START SOURCE DATA

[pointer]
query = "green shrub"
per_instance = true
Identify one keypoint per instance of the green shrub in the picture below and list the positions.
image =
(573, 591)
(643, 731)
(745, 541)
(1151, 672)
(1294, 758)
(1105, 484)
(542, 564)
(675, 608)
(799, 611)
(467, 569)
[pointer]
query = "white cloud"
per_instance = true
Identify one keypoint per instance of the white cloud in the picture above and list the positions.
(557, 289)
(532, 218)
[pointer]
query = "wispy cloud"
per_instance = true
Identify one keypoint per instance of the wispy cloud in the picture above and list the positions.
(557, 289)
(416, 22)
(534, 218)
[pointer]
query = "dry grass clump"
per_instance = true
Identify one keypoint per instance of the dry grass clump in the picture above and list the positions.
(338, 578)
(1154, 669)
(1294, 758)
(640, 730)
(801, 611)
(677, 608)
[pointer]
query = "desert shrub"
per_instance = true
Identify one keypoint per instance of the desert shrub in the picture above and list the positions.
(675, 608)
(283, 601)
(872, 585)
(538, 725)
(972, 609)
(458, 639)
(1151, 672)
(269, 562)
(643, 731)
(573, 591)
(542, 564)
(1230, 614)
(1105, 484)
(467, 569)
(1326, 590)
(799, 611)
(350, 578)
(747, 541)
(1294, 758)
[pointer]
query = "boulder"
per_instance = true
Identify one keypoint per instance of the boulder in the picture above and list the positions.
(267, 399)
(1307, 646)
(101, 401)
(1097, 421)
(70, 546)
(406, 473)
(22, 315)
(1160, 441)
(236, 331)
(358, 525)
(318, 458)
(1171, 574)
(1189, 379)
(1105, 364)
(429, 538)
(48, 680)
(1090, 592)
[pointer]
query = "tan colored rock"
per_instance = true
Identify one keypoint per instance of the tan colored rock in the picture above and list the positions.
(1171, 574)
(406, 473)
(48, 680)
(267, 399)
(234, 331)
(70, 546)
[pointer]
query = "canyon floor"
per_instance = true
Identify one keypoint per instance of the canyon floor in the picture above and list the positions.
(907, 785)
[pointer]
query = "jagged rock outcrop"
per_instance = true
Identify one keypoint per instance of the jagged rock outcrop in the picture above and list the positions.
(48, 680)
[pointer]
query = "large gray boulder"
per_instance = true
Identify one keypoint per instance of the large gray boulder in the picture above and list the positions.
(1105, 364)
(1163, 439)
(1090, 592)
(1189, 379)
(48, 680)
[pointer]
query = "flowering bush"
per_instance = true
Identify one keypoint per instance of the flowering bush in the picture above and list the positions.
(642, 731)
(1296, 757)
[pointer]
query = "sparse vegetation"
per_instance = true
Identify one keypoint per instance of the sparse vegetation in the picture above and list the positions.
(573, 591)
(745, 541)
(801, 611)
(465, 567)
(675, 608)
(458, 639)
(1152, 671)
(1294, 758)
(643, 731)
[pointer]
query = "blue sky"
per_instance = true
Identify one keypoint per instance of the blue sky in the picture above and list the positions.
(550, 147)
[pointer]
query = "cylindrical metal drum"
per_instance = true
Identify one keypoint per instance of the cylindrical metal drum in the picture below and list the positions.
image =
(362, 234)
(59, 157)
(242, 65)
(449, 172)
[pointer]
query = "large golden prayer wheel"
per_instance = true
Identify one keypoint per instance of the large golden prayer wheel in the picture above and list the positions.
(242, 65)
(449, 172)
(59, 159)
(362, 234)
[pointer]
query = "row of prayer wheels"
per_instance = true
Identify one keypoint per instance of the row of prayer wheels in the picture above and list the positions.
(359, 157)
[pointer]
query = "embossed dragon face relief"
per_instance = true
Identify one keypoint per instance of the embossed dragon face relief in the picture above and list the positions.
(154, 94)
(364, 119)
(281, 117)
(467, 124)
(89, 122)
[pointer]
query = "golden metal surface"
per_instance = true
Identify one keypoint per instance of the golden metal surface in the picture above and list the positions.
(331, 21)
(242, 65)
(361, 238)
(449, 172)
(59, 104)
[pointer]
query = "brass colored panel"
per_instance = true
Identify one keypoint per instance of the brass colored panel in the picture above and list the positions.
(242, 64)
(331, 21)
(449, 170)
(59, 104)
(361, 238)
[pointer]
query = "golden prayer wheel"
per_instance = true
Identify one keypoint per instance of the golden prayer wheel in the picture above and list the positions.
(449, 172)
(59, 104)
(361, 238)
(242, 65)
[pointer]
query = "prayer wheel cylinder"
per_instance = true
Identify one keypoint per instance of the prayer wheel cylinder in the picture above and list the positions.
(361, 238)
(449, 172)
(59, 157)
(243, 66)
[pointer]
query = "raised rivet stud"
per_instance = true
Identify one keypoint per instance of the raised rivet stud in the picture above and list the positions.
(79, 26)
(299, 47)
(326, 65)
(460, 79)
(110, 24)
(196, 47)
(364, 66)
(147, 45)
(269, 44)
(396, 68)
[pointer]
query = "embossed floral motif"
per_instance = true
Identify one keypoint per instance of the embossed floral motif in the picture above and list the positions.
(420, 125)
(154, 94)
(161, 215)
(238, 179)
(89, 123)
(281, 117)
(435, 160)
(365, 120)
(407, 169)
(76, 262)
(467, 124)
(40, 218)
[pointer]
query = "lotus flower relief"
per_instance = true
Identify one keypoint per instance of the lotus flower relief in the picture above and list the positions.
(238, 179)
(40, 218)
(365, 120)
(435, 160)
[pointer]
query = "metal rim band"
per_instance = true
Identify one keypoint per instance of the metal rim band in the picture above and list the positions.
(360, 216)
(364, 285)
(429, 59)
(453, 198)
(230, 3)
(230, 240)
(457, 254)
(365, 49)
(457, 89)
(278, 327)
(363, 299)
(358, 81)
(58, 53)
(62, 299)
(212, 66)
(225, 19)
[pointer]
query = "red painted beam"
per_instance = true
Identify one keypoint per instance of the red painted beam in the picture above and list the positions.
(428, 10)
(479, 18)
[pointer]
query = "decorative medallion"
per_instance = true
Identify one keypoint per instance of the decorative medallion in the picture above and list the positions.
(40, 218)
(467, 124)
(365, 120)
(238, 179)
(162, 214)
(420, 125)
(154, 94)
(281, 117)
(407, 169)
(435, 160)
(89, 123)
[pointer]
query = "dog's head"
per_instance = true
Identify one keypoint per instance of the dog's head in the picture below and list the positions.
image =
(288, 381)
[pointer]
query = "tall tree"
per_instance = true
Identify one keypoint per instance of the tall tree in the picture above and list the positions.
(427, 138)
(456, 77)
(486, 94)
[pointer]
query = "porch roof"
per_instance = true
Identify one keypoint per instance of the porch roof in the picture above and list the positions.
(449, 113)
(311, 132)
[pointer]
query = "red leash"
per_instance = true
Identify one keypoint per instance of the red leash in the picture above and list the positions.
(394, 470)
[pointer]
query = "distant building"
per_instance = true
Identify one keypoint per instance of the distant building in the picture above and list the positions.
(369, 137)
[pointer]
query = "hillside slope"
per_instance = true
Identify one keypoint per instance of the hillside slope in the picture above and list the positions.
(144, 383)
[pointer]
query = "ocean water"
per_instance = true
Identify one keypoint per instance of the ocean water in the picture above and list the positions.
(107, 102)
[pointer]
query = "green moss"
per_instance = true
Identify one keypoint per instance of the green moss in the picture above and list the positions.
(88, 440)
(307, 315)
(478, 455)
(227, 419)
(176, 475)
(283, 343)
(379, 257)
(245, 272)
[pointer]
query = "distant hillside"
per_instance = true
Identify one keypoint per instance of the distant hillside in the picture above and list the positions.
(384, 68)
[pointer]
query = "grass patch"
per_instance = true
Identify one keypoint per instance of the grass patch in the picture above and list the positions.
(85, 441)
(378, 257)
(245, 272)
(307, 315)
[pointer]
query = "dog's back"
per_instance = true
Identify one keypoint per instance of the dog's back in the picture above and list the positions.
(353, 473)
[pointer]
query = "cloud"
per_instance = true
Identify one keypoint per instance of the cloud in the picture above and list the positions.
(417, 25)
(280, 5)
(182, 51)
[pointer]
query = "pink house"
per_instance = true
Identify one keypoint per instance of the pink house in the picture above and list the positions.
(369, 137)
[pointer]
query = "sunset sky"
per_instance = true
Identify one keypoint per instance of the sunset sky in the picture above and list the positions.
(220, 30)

END SOURCE DATA

- **YOUR ASSIGNMENT**
Copy every line in the listing above where the string "below" turns up.

- **RESPONSE FOR THIS EXERCISE**
Identify one keypoint per instance of the green shrub in the picture below and list the positions.
Identify one keypoint per instance of the cylindrical metal drum in the picture below and list the positions.
Identify one keypoint per instance of the dog's head in the picture below and list the positions.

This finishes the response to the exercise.